DIRECTIONS> Count the lines in the entries below that contain the string "truck", treating uppercase and lowercase letters as distinct. Reply with the number alone.

======

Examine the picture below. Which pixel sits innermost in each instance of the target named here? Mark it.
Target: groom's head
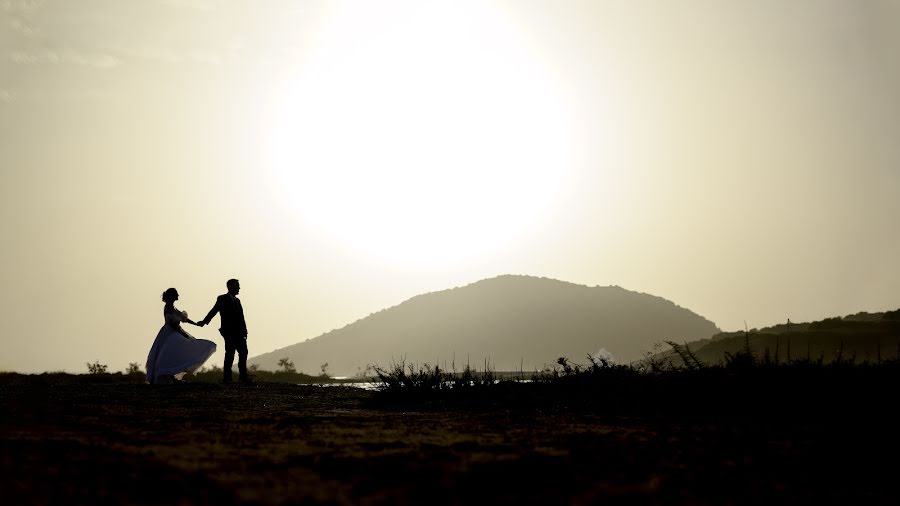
(233, 286)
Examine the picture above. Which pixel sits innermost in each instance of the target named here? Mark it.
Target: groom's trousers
(238, 344)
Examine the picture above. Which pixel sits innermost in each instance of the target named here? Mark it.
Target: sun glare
(419, 133)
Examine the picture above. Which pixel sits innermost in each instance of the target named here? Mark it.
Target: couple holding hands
(175, 352)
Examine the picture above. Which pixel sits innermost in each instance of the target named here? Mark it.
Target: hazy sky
(741, 159)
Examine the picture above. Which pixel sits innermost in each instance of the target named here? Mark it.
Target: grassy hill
(512, 322)
(862, 337)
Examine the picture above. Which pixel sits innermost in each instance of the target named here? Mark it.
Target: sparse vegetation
(96, 367)
(286, 365)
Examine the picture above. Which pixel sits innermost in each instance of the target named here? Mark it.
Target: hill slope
(513, 321)
(860, 337)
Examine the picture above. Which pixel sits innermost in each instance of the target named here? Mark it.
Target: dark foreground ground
(278, 443)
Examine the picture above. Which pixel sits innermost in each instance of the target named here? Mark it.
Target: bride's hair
(169, 295)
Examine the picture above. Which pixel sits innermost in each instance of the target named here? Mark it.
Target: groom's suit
(234, 330)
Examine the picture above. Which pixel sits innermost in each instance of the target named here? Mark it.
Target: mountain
(861, 337)
(511, 321)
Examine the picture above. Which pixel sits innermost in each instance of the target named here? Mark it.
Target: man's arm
(212, 313)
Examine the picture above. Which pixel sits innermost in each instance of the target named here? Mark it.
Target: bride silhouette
(175, 352)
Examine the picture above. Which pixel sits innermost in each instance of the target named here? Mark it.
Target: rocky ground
(198, 443)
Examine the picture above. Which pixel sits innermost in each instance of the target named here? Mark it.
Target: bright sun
(420, 133)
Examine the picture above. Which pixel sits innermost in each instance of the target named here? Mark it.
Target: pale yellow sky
(738, 158)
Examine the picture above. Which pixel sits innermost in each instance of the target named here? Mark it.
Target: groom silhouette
(234, 329)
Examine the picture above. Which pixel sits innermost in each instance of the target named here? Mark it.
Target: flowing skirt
(173, 355)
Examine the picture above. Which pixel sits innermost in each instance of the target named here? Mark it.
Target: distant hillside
(514, 321)
(861, 336)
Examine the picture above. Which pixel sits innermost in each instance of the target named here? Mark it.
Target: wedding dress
(173, 355)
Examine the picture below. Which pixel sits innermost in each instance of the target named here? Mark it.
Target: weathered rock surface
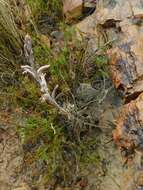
(122, 22)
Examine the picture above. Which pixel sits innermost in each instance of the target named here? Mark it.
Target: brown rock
(129, 132)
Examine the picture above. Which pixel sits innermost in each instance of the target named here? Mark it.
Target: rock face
(122, 22)
(129, 132)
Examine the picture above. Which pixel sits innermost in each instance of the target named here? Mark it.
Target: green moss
(52, 8)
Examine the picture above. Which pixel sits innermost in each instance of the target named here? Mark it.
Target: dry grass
(10, 42)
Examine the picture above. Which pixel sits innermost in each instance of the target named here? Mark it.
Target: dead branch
(39, 75)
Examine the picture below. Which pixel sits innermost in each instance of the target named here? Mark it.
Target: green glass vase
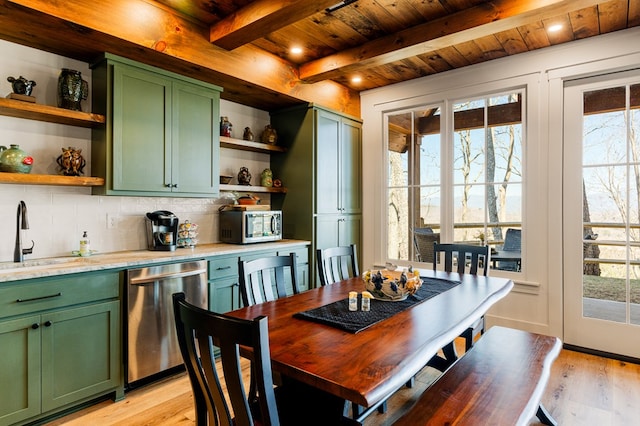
(15, 160)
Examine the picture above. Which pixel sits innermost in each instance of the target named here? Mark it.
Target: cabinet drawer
(223, 267)
(50, 293)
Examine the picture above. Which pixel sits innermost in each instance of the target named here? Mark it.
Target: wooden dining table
(367, 366)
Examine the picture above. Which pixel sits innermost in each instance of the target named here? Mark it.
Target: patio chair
(423, 239)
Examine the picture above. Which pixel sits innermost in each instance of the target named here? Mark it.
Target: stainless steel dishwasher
(152, 345)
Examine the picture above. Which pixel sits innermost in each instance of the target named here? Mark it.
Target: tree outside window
(480, 175)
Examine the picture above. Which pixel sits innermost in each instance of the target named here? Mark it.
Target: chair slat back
(199, 332)
(423, 239)
(337, 263)
(258, 278)
(475, 258)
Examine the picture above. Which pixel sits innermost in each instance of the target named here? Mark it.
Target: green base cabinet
(59, 344)
(161, 136)
(322, 170)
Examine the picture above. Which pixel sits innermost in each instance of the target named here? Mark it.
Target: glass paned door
(602, 216)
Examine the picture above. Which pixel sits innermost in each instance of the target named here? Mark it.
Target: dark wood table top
(367, 366)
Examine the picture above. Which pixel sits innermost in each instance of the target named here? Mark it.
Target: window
(468, 190)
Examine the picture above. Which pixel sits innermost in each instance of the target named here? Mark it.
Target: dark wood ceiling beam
(260, 18)
(139, 30)
(467, 25)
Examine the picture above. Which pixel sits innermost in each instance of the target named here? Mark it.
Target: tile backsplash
(58, 215)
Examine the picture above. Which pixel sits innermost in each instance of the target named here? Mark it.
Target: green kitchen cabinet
(337, 230)
(224, 286)
(322, 169)
(338, 164)
(59, 342)
(161, 136)
(224, 279)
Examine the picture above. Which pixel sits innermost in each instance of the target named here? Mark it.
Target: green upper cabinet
(161, 135)
(322, 170)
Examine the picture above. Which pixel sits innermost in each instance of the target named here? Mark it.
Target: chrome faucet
(21, 223)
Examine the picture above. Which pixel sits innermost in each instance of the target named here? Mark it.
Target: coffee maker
(162, 230)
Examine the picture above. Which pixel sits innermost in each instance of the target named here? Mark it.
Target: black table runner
(337, 314)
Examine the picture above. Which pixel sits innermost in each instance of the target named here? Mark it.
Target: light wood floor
(583, 390)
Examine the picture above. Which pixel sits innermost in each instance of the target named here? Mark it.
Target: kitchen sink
(5, 266)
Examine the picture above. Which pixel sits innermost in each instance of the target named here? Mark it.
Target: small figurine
(248, 134)
(21, 86)
(244, 177)
(71, 162)
(225, 127)
(269, 135)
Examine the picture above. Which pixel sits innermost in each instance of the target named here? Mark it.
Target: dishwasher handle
(166, 276)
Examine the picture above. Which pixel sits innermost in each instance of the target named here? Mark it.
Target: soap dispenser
(85, 245)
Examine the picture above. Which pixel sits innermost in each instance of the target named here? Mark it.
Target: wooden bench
(500, 381)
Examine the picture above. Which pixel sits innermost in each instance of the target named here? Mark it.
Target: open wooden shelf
(252, 188)
(32, 179)
(51, 114)
(227, 142)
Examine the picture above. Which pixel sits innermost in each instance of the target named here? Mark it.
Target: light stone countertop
(49, 267)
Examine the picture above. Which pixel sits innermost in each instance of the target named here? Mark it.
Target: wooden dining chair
(337, 263)
(222, 399)
(461, 258)
(198, 332)
(474, 258)
(259, 277)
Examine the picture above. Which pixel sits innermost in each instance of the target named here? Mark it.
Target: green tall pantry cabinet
(162, 132)
(322, 170)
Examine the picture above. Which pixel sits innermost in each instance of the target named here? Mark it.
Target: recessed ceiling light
(339, 5)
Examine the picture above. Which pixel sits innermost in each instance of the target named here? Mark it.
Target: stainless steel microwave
(244, 227)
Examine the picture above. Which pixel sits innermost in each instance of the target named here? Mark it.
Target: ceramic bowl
(391, 285)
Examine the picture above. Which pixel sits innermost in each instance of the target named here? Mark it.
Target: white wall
(536, 302)
(58, 214)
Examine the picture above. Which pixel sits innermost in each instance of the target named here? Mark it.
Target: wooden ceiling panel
(383, 41)
(612, 15)
(535, 36)
(564, 34)
(585, 22)
(511, 41)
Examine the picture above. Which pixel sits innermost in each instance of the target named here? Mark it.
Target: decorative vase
(71, 162)
(266, 178)
(71, 89)
(21, 86)
(244, 177)
(15, 160)
(269, 135)
(225, 127)
(248, 134)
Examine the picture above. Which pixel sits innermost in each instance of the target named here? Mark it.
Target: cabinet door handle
(39, 298)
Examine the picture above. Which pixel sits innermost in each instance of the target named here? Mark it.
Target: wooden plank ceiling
(380, 41)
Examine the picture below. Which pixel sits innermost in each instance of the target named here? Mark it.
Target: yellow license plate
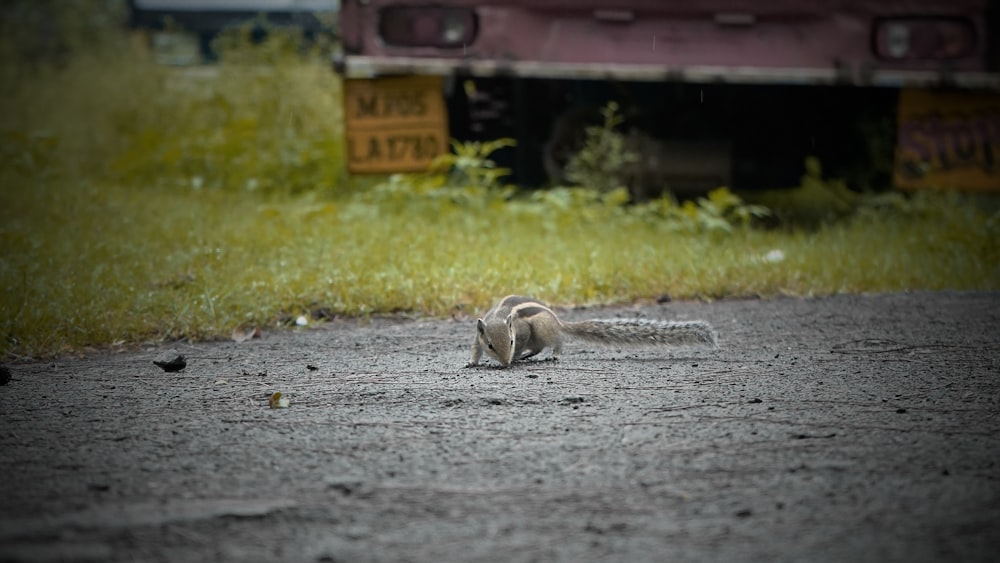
(948, 139)
(396, 124)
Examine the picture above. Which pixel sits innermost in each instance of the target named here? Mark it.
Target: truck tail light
(427, 26)
(924, 38)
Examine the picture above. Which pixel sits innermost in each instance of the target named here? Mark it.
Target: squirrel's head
(498, 339)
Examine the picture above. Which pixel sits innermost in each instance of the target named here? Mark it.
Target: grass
(143, 203)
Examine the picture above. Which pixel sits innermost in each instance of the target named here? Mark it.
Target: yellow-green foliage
(141, 203)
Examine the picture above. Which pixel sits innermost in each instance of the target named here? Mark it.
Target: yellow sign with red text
(396, 124)
(948, 140)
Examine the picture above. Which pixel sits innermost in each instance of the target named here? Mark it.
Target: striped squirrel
(521, 327)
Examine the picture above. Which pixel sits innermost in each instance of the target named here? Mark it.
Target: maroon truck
(713, 92)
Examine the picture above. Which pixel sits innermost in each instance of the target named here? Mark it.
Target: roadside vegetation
(143, 203)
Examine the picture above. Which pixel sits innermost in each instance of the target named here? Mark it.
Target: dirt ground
(859, 428)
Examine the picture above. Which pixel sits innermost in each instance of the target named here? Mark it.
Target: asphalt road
(860, 428)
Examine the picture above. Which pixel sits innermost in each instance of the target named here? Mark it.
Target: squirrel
(521, 327)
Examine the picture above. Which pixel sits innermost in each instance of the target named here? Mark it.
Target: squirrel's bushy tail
(640, 332)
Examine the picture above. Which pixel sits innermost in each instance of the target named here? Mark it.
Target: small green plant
(601, 162)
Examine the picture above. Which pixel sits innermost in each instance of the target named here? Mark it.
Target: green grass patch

======

RESPONSE TO THE EXERCISE> 2